## [Brano estratto]
____________
TEDESCHI TREVES, Virginia
(Cordelia). – Non molte sono le notizie riguardanti la vita di questa scrittrice meglio nota con lo pseudonimo di Cordelia. Nacque a Verona il 22 marzo 1849 da una famiglia facoltosa (il padre Guglielmo che aveva preso in moglie Dolce Basevi, era un commerciante di filati e socio della casa editrice Drucker&Tedeschi, fondata dallo zio Donato Tedeschi, mentre il fratello Achille Tedeschi divenne giornalista di fama nazionale) ed evidenziò ben presto una vocazione alla scrittura che fu altresì favorita dal matrimonio nel 1870 con il fratello del celebre editore Emilio Treves, Giuseppe, che conobbe la scrittrice durante un breve soggiorno a Verona, proprio negli anni in cui i due fratelli stavano dando inizio alla loro impresa editoriale.
____________
Riporta parola per parola, dal brano su Virginia Tedeschi Treves qui sopra, tutto il tratto che va da "TEDESCHI TREVES, Virginia" giù fino a "loro impresa editoriale.".

## [Dati forniti]
____________
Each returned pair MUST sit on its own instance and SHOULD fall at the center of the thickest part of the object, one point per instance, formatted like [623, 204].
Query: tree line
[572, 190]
____________
## [Soluzione del problema]
TEDESCHI TREVES, Virginia
(Cordelia). – Non molte sono le notizie riguardanti la vita di questa scrittrice meglio nota con lo pseudonimo di Cordelia. Nacque a Verona il 22 marzo 1849 da una famiglia facoltosa (il padre Guglielmo che aveva preso in moglie Dolce Basevi, era un commerciante di filati e socio della casa editrice Drucker&Tedeschi, fondata dallo zio Donato Tedeschi, mentre il fratello Achille Tedeschi divenne giornalista di fama nazionale) ed evidenziò ben presto una vocazione alla scrittura che fu altresì favorita dal matrimonio nel 1870 con il fratello del celebre editore Emilio Treves, Giuseppe, che conobbe la scrittrice durante un breve soggiorno a Verona, proprio negli anni in cui i due fratelli stavano dando inizio alla loro impresa editoriale.